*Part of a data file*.
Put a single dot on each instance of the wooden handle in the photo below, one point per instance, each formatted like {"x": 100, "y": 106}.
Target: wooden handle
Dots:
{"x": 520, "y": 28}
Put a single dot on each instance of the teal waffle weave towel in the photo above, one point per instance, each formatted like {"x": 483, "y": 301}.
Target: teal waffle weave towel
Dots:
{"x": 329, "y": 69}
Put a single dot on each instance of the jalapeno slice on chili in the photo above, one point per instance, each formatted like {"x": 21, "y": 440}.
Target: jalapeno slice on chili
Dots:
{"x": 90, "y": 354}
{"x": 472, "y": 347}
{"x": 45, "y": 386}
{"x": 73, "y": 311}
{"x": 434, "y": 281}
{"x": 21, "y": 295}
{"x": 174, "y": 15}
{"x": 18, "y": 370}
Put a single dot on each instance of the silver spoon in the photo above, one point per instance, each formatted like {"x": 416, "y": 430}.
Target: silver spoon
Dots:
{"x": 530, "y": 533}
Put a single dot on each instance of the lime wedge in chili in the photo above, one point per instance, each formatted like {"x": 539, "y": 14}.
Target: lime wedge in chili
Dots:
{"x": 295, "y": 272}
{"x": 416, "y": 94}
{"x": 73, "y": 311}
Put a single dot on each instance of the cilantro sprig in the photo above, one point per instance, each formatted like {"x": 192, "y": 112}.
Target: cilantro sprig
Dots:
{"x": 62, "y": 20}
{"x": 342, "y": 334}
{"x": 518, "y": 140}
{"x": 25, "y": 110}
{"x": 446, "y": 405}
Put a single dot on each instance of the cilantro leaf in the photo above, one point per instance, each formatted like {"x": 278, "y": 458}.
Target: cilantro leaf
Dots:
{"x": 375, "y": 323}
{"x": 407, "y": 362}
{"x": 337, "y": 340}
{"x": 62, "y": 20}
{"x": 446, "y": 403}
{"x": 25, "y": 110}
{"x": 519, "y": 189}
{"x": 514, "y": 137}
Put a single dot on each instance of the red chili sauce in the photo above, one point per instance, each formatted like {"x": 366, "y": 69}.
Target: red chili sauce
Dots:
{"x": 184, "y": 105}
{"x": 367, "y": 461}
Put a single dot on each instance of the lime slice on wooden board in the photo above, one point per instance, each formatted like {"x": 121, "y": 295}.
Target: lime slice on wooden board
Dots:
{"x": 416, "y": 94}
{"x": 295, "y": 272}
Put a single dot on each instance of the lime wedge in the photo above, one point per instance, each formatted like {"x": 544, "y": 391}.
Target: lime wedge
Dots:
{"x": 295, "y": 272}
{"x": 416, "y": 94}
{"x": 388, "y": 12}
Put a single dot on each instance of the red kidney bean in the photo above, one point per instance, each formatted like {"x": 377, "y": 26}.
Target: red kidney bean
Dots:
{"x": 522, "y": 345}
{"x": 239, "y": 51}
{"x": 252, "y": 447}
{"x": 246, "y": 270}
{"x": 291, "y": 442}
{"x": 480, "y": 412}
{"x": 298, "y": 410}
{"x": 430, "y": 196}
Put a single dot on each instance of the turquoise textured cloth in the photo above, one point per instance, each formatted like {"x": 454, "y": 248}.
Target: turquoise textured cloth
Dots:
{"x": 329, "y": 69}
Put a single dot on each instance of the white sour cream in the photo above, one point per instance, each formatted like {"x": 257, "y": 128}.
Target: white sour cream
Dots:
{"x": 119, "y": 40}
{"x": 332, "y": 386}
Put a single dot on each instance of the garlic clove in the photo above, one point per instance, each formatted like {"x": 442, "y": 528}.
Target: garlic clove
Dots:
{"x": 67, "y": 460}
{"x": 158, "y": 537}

*PROBLEM TO SOLVE*.
Please copy all of the rows above word for word, changing nothing.

*EXERCISE RESPONSE*.
Put a single dot on each instance of the wooden handle in the photo below, one point per instance, each formatted like {"x": 100, "y": 106}.
Target: wooden handle
Dots:
{"x": 520, "y": 28}
Put a single dot on each instance of the teal waffle weave towel in the photo above, one point per instance, each formatted like {"x": 483, "y": 301}.
Target: teal waffle weave towel
Dots:
{"x": 329, "y": 69}
Put a single dot on each instance of the jalapeno slice on chili in the photo above, one point per instance, each formatted like {"x": 21, "y": 440}.
Target: jalapeno slice on chili
Dots:
{"x": 90, "y": 354}
{"x": 472, "y": 347}
{"x": 45, "y": 386}
{"x": 73, "y": 311}
{"x": 434, "y": 281}
{"x": 21, "y": 295}
{"x": 174, "y": 15}
{"x": 18, "y": 370}
Put a single dot on each instance of the silver spoon in the photo above, one point per instance, each formatted like {"x": 416, "y": 430}.
Target: silver spoon
Dots:
{"x": 530, "y": 533}
Put a single dot on each instance of the lime wedge in chili in the photo above, one point per instance, each formatted like {"x": 539, "y": 14}.
Target: lime wedge in chili
Dots:
{"x": 295, "y": 272}
{"x": 416, "y": 94}
{"x": 73, "y": 311}
Put a single dot on each instance of the cilantro sprig in the photo above, one point per instance, each formatted like {"x": 192, "y": 112}.
Target: cilantro sprig
Dots:
{"x": 62, "y": 20}
{"x": 342, "y": 334}
{"x": 518, "y": 140}
{"x": 25, "y": 110}
{"x": 446, "y": 405}
Put a single dot on each instance of the cilantro leaf in the photo above, one point per instance, each formatted like {"x": 278, "y": 458}.
Target: cilantro leaf
Dots:
{"x": 375, "y": 323}
{"x": 407, "y": 362}
{"x": 337, "y": 340}
{"x": 62, "y": 20}
{"x": 446, "y": 403}
{"x": 25, "y": 110}
{"x": 519, "y": 189}
{"x": 514, "y": 137}
Put a single dot on each instance of the red chili sauce in the photo above, one point per instance, each formatted like {"x": 366, "y": 69}.
Target: red chili sauce
Dots:
{"x": 184, "y": 105}
{"x": 367, "y": 461}
Put a single dot on each instance of the lime slice on wooden board in the photo above, one point per instance, each formatted like {"x": 121, "y": 295}.
Target: lime slice on wooden board
Dots:
{"x": 416, "y": 94}
{"x": 295, "y": 272}
Put a single dot on each instance of the lime wedge in the photo above, one point per instance, each formatted like {"x": 544, "y": 391}.
Target: lime wedge
Dots:
{"x": 295, "y": 272}
{"x": 416, "y": 94}
{"x": 388, "y": 12}
Put a single dot on each instance of the red kidney bean in the photo above, one point per instance, each formatted like {"x": 377, "y": 26}.
Target: red kidney bean
Dots:
{"x": 522, "y": 345}
{"x": 239, "y": 51}
{"x": 252, "y": 447}
{"x": 246, "y": 270}
{"x": 291, "y": 442}
{"x": 480, "y": 412}
{"x": 298, "y": 410}
{"x": 430, "y": 196}
Put a single dot on each instance of the turquoise textured cloth in the photo above, one point per instance, each formatted like {"x": 454, "y": 248}.
Target: turquoise textured cloth
Dots:
{"x": 329, "y": 69}
Put a single dot on each instance of the white sour cream in the photo above, one point per instance, each formatted like {"x": 257, "y": 128}.
Target: white sour cream
Dots:
{"x": 119, "y": 40}
{"x": 332, "y": 386}
Put a single dot on each instance of the garlic clove in the photo above, one point per instance, each formatted like {"x": 442, "y": 528}.
Target: garlic clove
Dots:
{"x": 67, "y": 460}
{"x": 158, "y": 537}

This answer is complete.